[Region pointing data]
☆ ☆ ☆ ☆ ☆

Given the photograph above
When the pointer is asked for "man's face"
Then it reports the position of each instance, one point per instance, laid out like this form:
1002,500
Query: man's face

☆ ☆ ☆ ☆ ☆

What this task involves: Write out the data above again, word for word.

Worked solution:
Given the photograph above
When the pointer is asked for "man's face"
Then it reports the position of each instance, one point per instance, laid out like this form:
1002,500
Query: man's face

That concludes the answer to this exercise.